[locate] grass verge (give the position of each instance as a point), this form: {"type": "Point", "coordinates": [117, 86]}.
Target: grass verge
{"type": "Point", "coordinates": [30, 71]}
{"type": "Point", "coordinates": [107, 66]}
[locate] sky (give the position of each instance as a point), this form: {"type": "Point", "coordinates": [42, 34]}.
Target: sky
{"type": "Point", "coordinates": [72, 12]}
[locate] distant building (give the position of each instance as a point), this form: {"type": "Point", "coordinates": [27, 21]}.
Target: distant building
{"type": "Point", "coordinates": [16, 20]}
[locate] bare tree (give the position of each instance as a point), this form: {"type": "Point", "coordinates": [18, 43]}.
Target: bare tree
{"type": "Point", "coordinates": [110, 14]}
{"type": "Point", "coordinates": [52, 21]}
* * *
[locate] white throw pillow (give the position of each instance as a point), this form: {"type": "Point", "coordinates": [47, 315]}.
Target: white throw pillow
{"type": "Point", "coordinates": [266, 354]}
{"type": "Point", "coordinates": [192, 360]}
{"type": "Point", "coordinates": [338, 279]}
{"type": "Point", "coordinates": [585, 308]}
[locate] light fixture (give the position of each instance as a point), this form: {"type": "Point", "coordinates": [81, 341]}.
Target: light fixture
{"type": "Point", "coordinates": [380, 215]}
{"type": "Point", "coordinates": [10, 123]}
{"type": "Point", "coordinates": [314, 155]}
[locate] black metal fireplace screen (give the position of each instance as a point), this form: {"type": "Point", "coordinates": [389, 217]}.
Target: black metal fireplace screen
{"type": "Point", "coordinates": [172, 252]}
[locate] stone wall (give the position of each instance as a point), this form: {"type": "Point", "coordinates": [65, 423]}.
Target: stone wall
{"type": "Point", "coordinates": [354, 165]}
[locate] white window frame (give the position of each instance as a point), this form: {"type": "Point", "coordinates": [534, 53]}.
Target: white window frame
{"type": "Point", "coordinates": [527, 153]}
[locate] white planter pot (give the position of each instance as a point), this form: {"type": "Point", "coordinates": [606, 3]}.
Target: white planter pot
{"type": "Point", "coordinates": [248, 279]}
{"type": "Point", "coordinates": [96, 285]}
* * *
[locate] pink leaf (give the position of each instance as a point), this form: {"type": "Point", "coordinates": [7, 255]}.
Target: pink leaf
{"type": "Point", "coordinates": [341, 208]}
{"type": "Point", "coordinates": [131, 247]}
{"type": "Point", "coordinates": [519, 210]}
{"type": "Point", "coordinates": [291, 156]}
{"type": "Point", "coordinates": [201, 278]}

STATED GOAL: Can you pull out every line of the records that contains the string "stone"? Letter case must match.

FULL OUTPUT:
[locate] stone wall (give the position of each instance as a point), this form: {"type": "Point", "coordinates": [65, 423]}.
Target: stone wall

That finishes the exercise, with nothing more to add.